Digamos que tenha sido isso o que ocorreu. Nesse caso, como deveria agir a esquerda que se autoproclama revolucionária? Ficar às margens??

Como sabemos, naquele contexto, a partir de 2016, o setor do PSTU liderado por Valério, um setor importante do PSOL e o grupo liderado por Boulos decidiram sair da “marginalidade”.

Mas atenção: a aproximação com o PT, a partir de 2016, é uma coisa; outra coisa é a hipótese sobre a qual Valério falava antes.

A hipótese era: no momento em que a situação revolucionária se aproxima, as massas abandonam as ilusões reformistas e se aproximam dos revolucionários, mas para isso os revolucionários teriam que fazer uma acumulação prévia de forças.

A realidade de 2016 era: frente a uma ofensiva reacionária, em que parte das massas aderia a posições de direita, os autoproclamados revolucionários se aproximaram dos supostamente reformistas.

Valério, na argumentação desenvolvida no texto, não distingue uma coisa da outra. E, portanto, confunde “acumulação de forças em tempos de paz e defensiva” com outra coisa totalmente diferente.

É verdade que ele alerta para a “perigosa ilusão de ótica” dos que confundem a presença de uma “liderança de revolucionários nos seus sindicatos”, ou em mandatos parlamentares, com a adesão das massas a posições revolucionárias. 

Ele chega até a dizer que “o apoio a Lula tem dimensão programática, mas o voto em revolucionários para a presidência de um sindicato ou para parlamentares é pessoal”, o que me parece um certo exagero.

Mas de repente, toda esta cautela some: “há uma exceção, e ela foi uma façanha enorme. Na cidade de São Paulo, Boulos superou a candidatura do PT em 2020. Por isso, sua candidatura em 2024 é muito maior que uma tática eleitoral. Boulos concentra uma aposta estratégica”.

Boulos, a exceção!!!!!

Repito: segundo Valério, o fato de Boulos ter superado a candidatura do PT no primeiro turno das eleições 2020 faria de sua candidatura em 2024 algo maior do que uma tática eleitoral. Boulos 2024 concentra, diz Valério, uma aposta estratégica.

[Antes de seguir, um comentário a margem: é com base neste tipo de raciocínio que Quaquá e outros questionam o apoio do PT a Boulos. Resumidamente, em minhas palavras e tradução livre, o PT estaria colocando azeitona em empada alheia.]

4/  

No ponto 4, Valério afirma que existiriam “três estratégias para a etapa pós-Lula”. 

Como eu disse antes, saudades do tempo em que debater “estratégia” significava debater o caminho da classe trabalhadora para o poder. 

E saudades do tempo em que a esquerda lembrava que ser governo não é ser poder; que disputar eleições e governar é parte importante da disputa pelo poder, mas existe muito mais coisa envolvida, sem o que ganhar eleições será totalmente insuficiente.

Tarefas propostas
#1 De acordo com o texto, em que ano Boulos superou a candidatura do PT na cidade de São Paulo?
#2 Transcreva literalmente o trecho do texto que vai de "A hipótese era: no" até "dos supostamente reformistas.", inclusive.
Baseie-se exclusivamente no texto para responder.

Linhas fornecidas
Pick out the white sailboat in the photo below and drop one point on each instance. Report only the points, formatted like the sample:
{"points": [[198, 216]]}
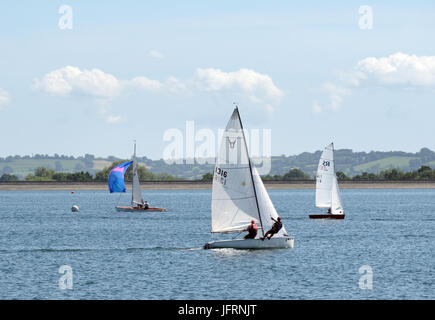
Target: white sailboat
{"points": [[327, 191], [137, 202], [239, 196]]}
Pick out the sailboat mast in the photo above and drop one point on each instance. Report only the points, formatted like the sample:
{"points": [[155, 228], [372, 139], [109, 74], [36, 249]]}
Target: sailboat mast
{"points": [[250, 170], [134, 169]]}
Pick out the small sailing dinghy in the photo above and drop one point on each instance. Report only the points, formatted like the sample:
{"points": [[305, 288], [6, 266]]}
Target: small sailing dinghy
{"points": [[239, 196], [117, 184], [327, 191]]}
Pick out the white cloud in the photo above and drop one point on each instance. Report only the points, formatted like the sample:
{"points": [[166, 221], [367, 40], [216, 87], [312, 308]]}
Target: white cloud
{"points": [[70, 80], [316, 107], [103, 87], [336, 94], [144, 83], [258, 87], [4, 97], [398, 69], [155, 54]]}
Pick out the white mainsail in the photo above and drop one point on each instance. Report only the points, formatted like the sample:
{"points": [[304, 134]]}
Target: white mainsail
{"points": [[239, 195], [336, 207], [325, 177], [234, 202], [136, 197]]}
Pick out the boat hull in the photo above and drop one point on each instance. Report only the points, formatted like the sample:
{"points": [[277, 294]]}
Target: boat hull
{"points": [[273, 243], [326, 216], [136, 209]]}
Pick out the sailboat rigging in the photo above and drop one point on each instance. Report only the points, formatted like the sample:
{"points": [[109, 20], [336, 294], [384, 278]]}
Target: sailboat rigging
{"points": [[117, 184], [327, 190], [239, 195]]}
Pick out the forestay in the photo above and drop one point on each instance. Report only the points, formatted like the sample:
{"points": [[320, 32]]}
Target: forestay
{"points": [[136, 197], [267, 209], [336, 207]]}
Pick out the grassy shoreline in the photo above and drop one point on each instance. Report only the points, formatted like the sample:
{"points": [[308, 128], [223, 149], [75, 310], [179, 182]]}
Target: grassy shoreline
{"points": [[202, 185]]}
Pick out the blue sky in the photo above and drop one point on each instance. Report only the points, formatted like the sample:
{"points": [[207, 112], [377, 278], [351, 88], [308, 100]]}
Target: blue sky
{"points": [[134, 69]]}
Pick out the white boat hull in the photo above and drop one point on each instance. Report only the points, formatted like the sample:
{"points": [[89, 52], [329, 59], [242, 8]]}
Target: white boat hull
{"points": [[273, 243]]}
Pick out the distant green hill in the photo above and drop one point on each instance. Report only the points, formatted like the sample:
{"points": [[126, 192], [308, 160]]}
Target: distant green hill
--
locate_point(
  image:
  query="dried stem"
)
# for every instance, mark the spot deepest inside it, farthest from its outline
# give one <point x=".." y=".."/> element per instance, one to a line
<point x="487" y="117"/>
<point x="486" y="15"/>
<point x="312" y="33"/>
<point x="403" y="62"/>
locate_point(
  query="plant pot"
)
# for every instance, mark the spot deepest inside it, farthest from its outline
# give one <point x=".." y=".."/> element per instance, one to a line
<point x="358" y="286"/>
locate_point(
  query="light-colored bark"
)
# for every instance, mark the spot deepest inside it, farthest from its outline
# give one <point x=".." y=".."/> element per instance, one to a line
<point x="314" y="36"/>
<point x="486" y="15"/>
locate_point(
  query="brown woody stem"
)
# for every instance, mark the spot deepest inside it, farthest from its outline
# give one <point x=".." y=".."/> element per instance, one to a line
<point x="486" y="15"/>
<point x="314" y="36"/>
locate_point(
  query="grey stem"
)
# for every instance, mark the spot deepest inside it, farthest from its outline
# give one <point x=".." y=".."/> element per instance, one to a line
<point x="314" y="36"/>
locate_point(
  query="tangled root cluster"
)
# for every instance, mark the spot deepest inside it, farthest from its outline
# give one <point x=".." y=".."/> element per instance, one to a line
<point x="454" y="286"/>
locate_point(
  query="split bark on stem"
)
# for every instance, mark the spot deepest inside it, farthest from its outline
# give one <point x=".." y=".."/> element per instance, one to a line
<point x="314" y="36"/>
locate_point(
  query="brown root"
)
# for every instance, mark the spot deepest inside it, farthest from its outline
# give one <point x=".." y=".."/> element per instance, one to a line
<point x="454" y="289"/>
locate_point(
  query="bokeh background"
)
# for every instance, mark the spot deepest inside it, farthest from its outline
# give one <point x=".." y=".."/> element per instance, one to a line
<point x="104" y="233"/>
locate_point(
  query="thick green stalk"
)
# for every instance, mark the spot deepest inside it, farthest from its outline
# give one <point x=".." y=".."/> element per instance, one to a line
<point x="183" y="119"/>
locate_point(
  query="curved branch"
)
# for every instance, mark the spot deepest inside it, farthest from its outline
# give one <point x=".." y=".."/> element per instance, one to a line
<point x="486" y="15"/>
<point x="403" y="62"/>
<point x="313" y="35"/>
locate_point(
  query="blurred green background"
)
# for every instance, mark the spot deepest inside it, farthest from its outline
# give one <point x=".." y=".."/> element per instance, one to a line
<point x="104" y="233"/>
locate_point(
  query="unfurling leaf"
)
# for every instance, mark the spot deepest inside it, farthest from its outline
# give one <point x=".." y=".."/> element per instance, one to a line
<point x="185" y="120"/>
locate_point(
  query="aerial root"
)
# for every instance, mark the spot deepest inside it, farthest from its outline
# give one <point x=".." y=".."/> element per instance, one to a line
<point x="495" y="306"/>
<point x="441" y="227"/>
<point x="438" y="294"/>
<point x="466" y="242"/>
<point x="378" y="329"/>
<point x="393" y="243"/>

Exercício resolvido
#1 Em 2020, no primeiro turno das eleições.

#2
A hipótese era: no momento em que a situação revolucionária se aproxima, as massas abandonam as ilusões reformistas e se aproximam dos revolucionários, mas para isso os revolucionários teriam que fazer uma acumulação prévia de forças.

A realidade de 2016 era: frente a uma ofensiva reacionária, em que parte das massas aderia a posições de direita, os autoproclamados revolucionários se aproximaram dos supostamente reformistas.